===== Extracted material =====

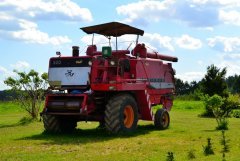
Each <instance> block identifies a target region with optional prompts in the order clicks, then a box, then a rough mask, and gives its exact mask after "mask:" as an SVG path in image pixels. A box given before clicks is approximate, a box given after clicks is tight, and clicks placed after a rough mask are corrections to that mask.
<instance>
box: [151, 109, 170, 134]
mask: <svg viewBox="0 0 240 161" xmlns="http://www.w3.org/2000/svg"><path fill="white" fill-rule="evenodd" d="M169 124H170V117H169V114H168V112H167V110H166V109H164V108H162V109H158V110H157V112H156V113H155V117H154V125H155V127H156V128H158V129H160V130H164V129H167V128H168V127H169Z"/></svg>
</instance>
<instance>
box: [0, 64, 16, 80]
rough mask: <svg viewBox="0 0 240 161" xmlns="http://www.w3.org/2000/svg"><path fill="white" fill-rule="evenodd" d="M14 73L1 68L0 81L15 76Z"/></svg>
mask: <svg viewBox="0 0 240 161" xmlns="http://www.w3.org/2000/svg"><path fill="white" fill-rule="evenodd" d="M14 75H15V74H14V72H12V71H9V70H8V69H7V68H5V67H2V66H0V79H1V78H2V79H5V78H7V77H10V76H14Z"/></svg>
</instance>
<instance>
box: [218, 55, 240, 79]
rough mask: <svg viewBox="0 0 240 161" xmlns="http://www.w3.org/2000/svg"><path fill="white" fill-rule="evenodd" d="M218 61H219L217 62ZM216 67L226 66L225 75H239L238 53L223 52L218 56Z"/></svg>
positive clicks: (239, 60) (238, 63)
mask: <svg viewBox="0 0 240 161" xmlns="http://www.w3.org/2000/svg"><path fill="white" fill-rule="evenodd" d="M219 62H220V63H219ZM219 62H218V63H216V64H218V67H220V68H224V67H227V76H230V75H235V74H238V75H240V65H239V64H240V54H236V53H235V54H224V55H222V56H221V57H220V61H219Z"/></svg>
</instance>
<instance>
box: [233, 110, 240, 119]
mask: <svg viewBox="0 0 240 161" xmlns="http://www.w3.org/2000/svg"><path fill="white" fill-rule="evenodd" d="M232 116H233V117H235V118H240V110H233V111H232Z"/></svg>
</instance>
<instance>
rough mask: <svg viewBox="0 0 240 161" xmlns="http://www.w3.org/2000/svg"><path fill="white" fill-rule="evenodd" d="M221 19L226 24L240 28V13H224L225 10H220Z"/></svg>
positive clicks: (235, 12)
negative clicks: (232, 25) (234, 25)
mask: <svg viewBox="0 0 240 161" xmlns="http://www.w3.org/2000/svg"><path fill="white" fill-rule="evenodd" d="M239 2H240V1H239ZM219 18H220V20H222V21H223V22H224V23H225V24H233V25H237V26H240V12H238V11H224V10H220V12H219Z"/></svg>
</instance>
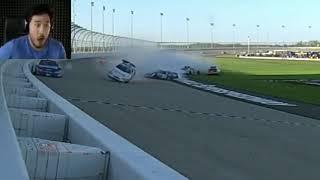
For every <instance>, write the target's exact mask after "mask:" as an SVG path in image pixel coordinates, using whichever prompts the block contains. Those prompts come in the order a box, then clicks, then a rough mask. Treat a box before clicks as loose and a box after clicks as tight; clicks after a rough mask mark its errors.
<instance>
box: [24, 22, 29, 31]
mask: <svg viewBox="0 0 320 180" xmlns="http://www.w3.org/2000/svg"><path fill="white" fill-rule="evenodd" d="M29 24H30V23H29V22H28V21H26V20H24V32H25V33H29Z"/></svg>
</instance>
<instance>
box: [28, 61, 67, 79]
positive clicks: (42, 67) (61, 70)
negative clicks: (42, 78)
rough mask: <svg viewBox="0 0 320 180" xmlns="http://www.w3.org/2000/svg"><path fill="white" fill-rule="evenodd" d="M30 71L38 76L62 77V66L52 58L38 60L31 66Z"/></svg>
mask: <svg viewBox="0 0 320 180" xmlns="http://www.w3.org/2000/svg"><path fill="white" fill-rule="evenodd" d="M32 73H33V74H34V75H40V76H48V77H62V68H61V66H60V65H59V64H58V63H57V62H56V61H54V60H48V59H47V60H40V61H39V62H38V63H36V65H34V66H33V67H32Z"/></svg>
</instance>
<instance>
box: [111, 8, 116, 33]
mask: <svg viewBox="0 0 320 180" xmlns="http://www.w3.org/2000/svg"><path fill="white" fill-rule="evenodd" d="M115 12H116V10H115V9H112V36H114V13H115Z"/></svg>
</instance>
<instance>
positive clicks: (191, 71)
mask: <svg viewBox="0 0 320 180" xmlns="http://www.w3.org/2000/svg"><path fill="white" fill-rule="evenodd" d="M181 70H183V71H184V72H183V74H185V75H199V74H200V71H199V70H196V69H194V68H192V67H190V66H184V67H183V68H181Z"/></svg>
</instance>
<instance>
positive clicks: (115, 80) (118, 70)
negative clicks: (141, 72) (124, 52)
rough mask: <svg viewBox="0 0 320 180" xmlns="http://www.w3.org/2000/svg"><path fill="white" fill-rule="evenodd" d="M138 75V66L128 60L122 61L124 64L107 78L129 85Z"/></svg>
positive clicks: (115, 69)
mask: <svg viewBox="0 0 320 180" xmlns="http://www.w3.org/2000/svg"><path fill="white" fill-rule="evenodd" d="M135 74H136V66H135V65H134V64H132V63H131V62H129V61H127V60H124V59H123V60H122V63H120V64H118V65H116V66H115V67H114V68H113V69H112V70H111V71H110V72H108V73H107V76H108V77H109V78H111V79H113V80H115V81H118V82H124V83H128V82H129V81H131V80H132V78H133V77H134V75H135Z"/></svg>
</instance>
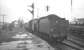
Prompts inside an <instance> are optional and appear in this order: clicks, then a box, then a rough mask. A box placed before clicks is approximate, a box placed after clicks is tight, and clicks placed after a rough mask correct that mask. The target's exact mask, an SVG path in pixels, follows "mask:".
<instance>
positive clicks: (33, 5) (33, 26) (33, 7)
mask: <svg viewBox="0 0 84 50" xmlns="http://www.w3.org/2000/svg"><path fill="white" fill-rule="evenodd" d="M29 7H31V8H32V10H29V9H28V11H29V12H30V13H31V14H32V20H34V14H35V12H34V9H35V5H34V1H33V3H32V5H30V6H29ZM32 30H33V31H34V22H33V23H32Z"/></svg>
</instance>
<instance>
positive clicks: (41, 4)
mask: <svg viewBox="0 0 84 50" xmlns="http://www.w3.org/2000/svg"><path fill="white" fill-rule="evenodd" d="M72 1H73V4H72V13H71V0H0V21H2V16H1V15H3V14H5V15H6V16H5V21H6V22H12V21H14V20H17V19H18V18H22V19H23V20H24V21H25V22H27V21H29V20H30V19H32V14H31V13H30V12H29V11H28V9H31V8H30V7H28V6H29V5H31V4H32V3H33V2H34V3H35V12H36V13H35V18H36V17H37V14H38V16H39V17H42V16H46V15H48V14H56V15H58V16H60V17H62V18H66V19H68V20H71V19H72V18H74V17H77V18H83V16H84V14H83V13H84V0H72ZM47 5H49V7H50V9H49V11H48V12H47V11H46V6H47ZM31 10H32V9H31ZM71 16H72V17H71Z"/></svg>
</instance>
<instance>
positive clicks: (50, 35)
mask: <svg viewBox="0 0 84 50" xmlns="http://www.w3.org/2000/svg"><path fill="white" fill-rule="evenodd" d="M32 23H33V24H32ZM68 25H69V22H68V20H65V19H64V18H60V17H59V16H57V15H54V14H51V15H48V16H45V17H41V18H39V19H34V20H31V21H29V29H30V30H32V31H33V32H38V33H45V34H48V35H49V36H52V37H55V38H57V37H61V38H63V37H66V35H67V32H68ZM32 31H30V32H32Z"/></svg>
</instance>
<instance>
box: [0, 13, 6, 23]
mask: <svg viewBox="0 0 84 50" xmlns="http://www.w3.org/2000/svg"><path fill="white" fill-rule="evenodd" d="M0 16H2V20H3V24H4V22H5V16H6V15H5V14H2V15H0Z"/></svg>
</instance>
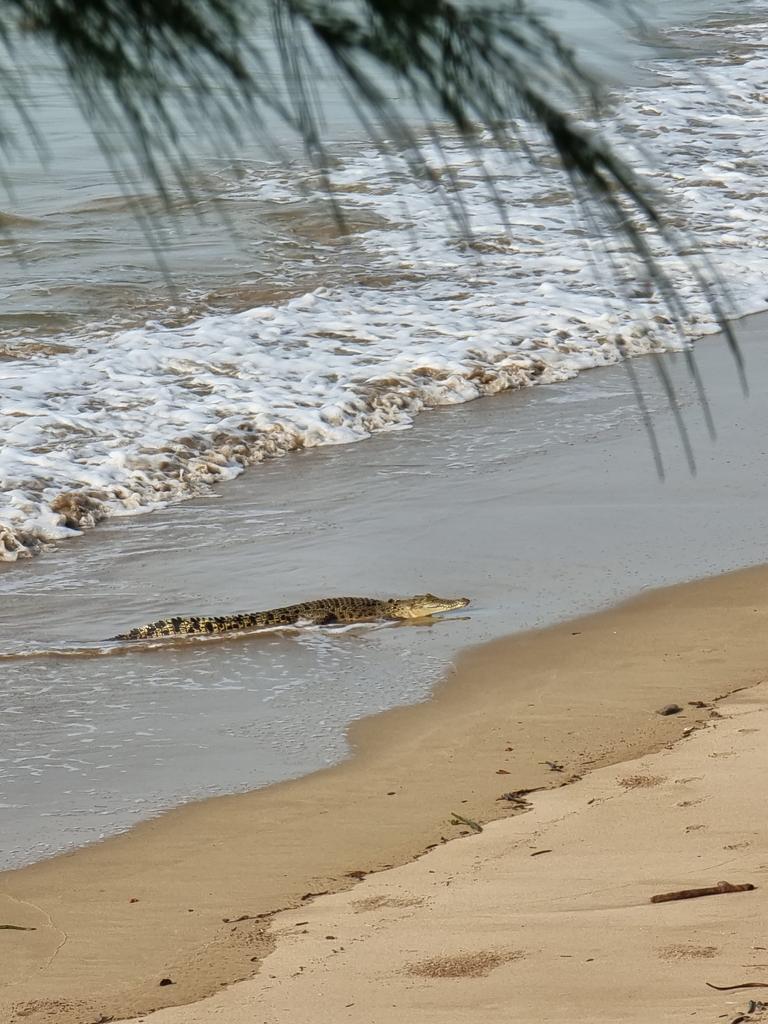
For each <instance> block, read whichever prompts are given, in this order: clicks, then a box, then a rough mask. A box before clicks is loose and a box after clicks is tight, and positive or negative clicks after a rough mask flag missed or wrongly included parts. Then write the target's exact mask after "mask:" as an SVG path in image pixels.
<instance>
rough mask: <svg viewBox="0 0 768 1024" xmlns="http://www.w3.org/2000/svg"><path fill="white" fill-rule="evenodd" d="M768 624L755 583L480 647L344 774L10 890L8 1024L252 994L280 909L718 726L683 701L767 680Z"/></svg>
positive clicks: (152, 1006)
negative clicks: (766, 666) (573, 780)
mask: <svg viewBox="0 0 768 1024" xmlns="http://www.w3.org/2000/svg"><path fill="white" fill-rule="evenodd" d="M767 617H768V569H766V568H755V569H750V570H745V571H741V572H737V573H732V574H728V575H725V577H721V578H718V579H715V580H712V581H706V582H701V583H694V584H689V585H685V586H681V587H677V588H672V589H668V590H663V591H658V592H655V593H651V594H648V595H645V596H642V597H640V598H638V599H636V600H634V601H632V602H630V603H628V604H626V605H623V606H620V607H618V608H615V609H613V610H611V611H607V612H602V613H599V614H597V615H593V616H588V617H585V618H582V620H578V621H571V622H569V623H565V624H563V625H560V626H558V627H554V628H552V629H548V630H544V631H540V632H534V633H529V634H524V635H521V636H518V637H513V638H510V639H506V640H502V641H499V642H497V643H494V644H489V645H486V646H483V647H480V648H478V649H476V650H473V651H470V652H468V653H467V654H465V655H463V656H462V657H461V658H460V659H459V660H458V663H457V665H456V671H455V672H454V673H453V674H452V675H451V676H450V677H449V678H447V679H446V680H445V681H444V683H443V684H441V685H440V687H439V688H438V690H437V692H436V694H435V696H434V698H433V699H432V700H431V701H429V702H427V703H423V705H419V706H417V707H414V708H406V709H396V710H393V711H390V712H387V713H386V714H384V715H380V716H377V717H375V718H371V719H368V720H366V721H364V722H360V723H357V724H356V725H355V726H353V728H352V730H351V735H350V738H351V742H352V744H353V746H354V749H355V752H356V753H355V757H354V758H353V759H352V760H351V761H348V762H346V763H344V764H342V765H339V766H336V767H333V768H331V769H328V770H326V771H323V772H318V773H315V774H314V775H311V776H309V777H307V778H304V779H299V780H296V781H291V782H286V783H282V784H280V785H274V786H270V787H267V788H265V790H261V791H257V792H255V793H251V794H247V795H243V796H237V797H225V798H219V799H215V800H211V801H207V802H203V803H199V804H195V805H190V806H187V807H184V808H181V809H178V810H175V811H172V812H170V813H168V814H166V815H164V816H163V817H162V818H160V819H157V820H154V821H150V822H146V823H143V824H141V825H139V826H138V827H136V828H135V829H133V830H132V831H131V833H130V834H128V835H126V836H121V837H118V838H115V839H112V840H109V841H106V842H104V843H101V844H97V845H94V846H91V847H88V848H86V849H83V850H80V851H78V852H76V853H74V854H71V855H67V856H62V857H58V858H54V859H52V860H48V861H43V862H41V863H39V864H35V865H32V866H30V867H27V868H23V869H20V870H18V871H15V872H6V873H4V874H3V876H2V878H0V892H2V894H3V895H2V899H1V900H0V907H2V915H3V923H5V924H16V925H20V926H26V927H32V928H35V929H36V931H30V932H20V931H4V932H2V933H0V941H1V942H2V943H3V956H2V963H3V973H4V977H3V984H2V988H1V989H0V1020H3V1021H6V1020H7V1021H12V1022H14V1024H15V1022H19V1024H20V1021H23V1020H24V1021H26V1022H28V1024H29V1022H32V1024H38V1022H39V1021H44V1020H49V1019H50V1017H51V1014H53V1015H55V1019H56V1021H57V1022H59V1021H60V1022H62V1024H69V1022H77V1024H88V1022H91V1021H93V1020H97V1019H99V1018H100V1017H104V1016H115V1017H118V1018H120V1017H125V1016H129V1015H132V1014H141V1013H145V1012H147V1011H148V1010H151V1009H154V1008H158V1007H163V1006H169V1005H178V1004H187V1002H191V1001H194V1000H196V999H200V998H202V997H204V996H206V995H209V994H211V993H212V992H214V991H216V990H217V989H218V988H219V987H220V986H221V985H222V984H226V983H229V982H231V981H234V980H236V979H239V978H245V977H248V976H249V975H251V974H253V973H254V972H255V971H256V970H258V965H259V962H260V959H261V958H262V956H263V955H264V954H265V953H266V952H268V951H269V949H270V948H271V944H272V941H273V939H272V936H271V935H270V932H269V928H268V915H269V914H270V913H271V912H273V911H274V910H278V909H281V908H286V907H292V906H293V907H298V906H302V907H303V906H305V905H306V904H307V903H308V894H310V893H323V892H326V891H331V890H333V891H336V890H343V889H346V888H349V887H351V886H352V885H354V884H355V881H356V879H357V877H358V874H359V873H361V872H362V873H368V872H371V871H379V870H382V869H383V868H386V867H388V866H391V865H396V864H402V863H406V862H408V861H410V860H412V859H413V858H414V857H417V856H418V855H420V854H422V853H423V852H424V851H425V850H426V849H427V848H429V847H430V846H432V845H433V844H440V843H441V841H442V840H443V839H445V840H447V839H451V838H453V837H456V836H459V835H461V833H462V830H463V828H464V826H462V825H461V824H458V825H453V824H452V823H451V820H452V816H453V814H454V813H459V814H460V815H462V816H463V817H467V818H471V819H473V820H476V821H479V822H484V821H488V820H490V819H493V818H499V817H507V816H510V815H513V814H514V813H515V811H514V810H513V808H512V806H511V804H510V803H509V801H507V800H504V799H500V798H502V797H503V795H504V794H505V793H509V792H514V791H518V790H521V788H534V787H537V786H559V785H561V784H562V783H563V782H567V781H568V780H569V779H572V778H573V777H575V776H578V775H580V774H583V773H585V772H586V771H589V770H591V769H594V768H596V767H599V766H601V765H606V764H615V763H617V762H621V761H624V760H627V759H628V758H633V757H638V756H644V755H646V754H647V753H648V752H649V751H653V750H658V749H660V748H663V746H664V745H665V744H666V743H669V742H670V741H672V740H674V739H676V738H678V737H680V736H681V735H682V733H683V731H684V730H685V729H686V728H687V727H688V726H690V725H691V724H694V723H695V722H697V721H701V720H706V719H707V718H708V717H709V715H710V711H709V709H707V708H700V709H699V708H694V707H691V706H690V705H689V701H695V700H701V701H710V700H712V699H713V698H715V697H718V696H721V695H723V694H726V693H728V692H731V691H735V690H738V689H739V688H740V687H749V686H754V685H756V684H758V683H759V682H761V681H762V680H763V679H764V678H765V666H766V664H767V663H768V640H766V635H767V634H766V629H765V624H766V618H767ZM672 701H675V702H677V703H679V705H681V706H682V707H683V709H684V712H683V714H681V715H676V716H670V717H665V716H659V715H658V714H657V710H658V709H659V708H660V707H662V706H664V705H667V703H670V702H672ZM560 766H561V770H560ZM725 859H727V858H726V857H725V856H724V860H725ZM715 881H718V880H717V879H716V880H715ZM672 888H674V885H673V886H672ZM237 919H245V920H242V921H240V922H238V921H237ZM164 979H170V980H171V981H172V982H173V984H165V985H163V984H161V983H162V982H163V980H164Z"/></svg>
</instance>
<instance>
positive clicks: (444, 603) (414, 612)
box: [387, 594, 469, 618]
mask: <svg viewBox="0 0 768 1024" xmlns="http://www.w3.org/2000/svg"><path fill="white" fill-rule="evenodd" d="M468 604H469V598H468V597H435V596H434V594H417V595H416V596H415V597H399V598H397V597H395V598H392V599H391V600H390V601H387V605H388V610H389V613H390V614H391V616H392V618H426V617H427V616H429V615H435V614H437V612H438V611H453V610H454V608H466V607H467V605H468Z"/></svg>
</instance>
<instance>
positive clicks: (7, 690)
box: [0, 316, 768, 868]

=====

**Exercise brief**
Your reply must be one number, namely the count of lines above that hold the string "before".

**Answer for this exercise**
4